The results could overturn two of the central assumptions about Amazon: that it’s essentially a shop who happens to sell its things online, and that it tends to avoid making profits so that it can continue to grow.

The first assumption is partly already overthrown, by the huge help that Amazon’s Web Services gave to the overall results. Though the company is known for its shop, easily its most profitable business is AWS - which sells server space and other infrastructure to companies so that they can host themselves on the internet.

Just as the company essentially acts as a go between for shops to connect with customers, creating a retail infrastructure online, the web services business hires out computing power and internet tools for other companies. A company might opt to buy Amazon's storage to back up their information, for instance, or researchers might temporarily borrow Amazon's hugely powerful computers to do a particularly hard piece of calculation.

It started ten years ago but it is quickly on its way to becoming the business that keeps Amazon in its huge profits. It sales were up 64 per cent in the latest results, taking it to $2.57 billion.

That’s dwarfed by the sales across the rest of the business, which altogether is about ten times bigger than AWS. But it is hugely profitable, making 67 per cent of Amazon’s income.

It will continue to grow, Amazon’s CEO Jeff Bezos has said, and the company is likely to make more and more profit from that growth as it does so.

• **SHORT EXERCISE**
Write out the passage on Amazon's web services again, starting at "That’s dwarfed by" and ending at "it does so.", and change "dwarfed" to "overshadowed".

• **SOURCE MATERIAL**
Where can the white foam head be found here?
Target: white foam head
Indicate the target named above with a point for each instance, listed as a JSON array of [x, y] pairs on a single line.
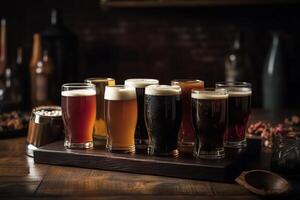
[[239, 92], [141, 82], [236, 89], [78, 92], [119, 92], [209, 94], [163, 90]]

• **THE SOLUTION**
That’s overshadowed by the sales across the rest of the business, which altogether is about ten times bigger than AWS. But it is hugely profitable, making 67 per cent of Amazon’s income.

It will continue to grow, Amazon’s CEO Jeff Bezos has said, and the company is likely to make more and more profit from that growth as it does so.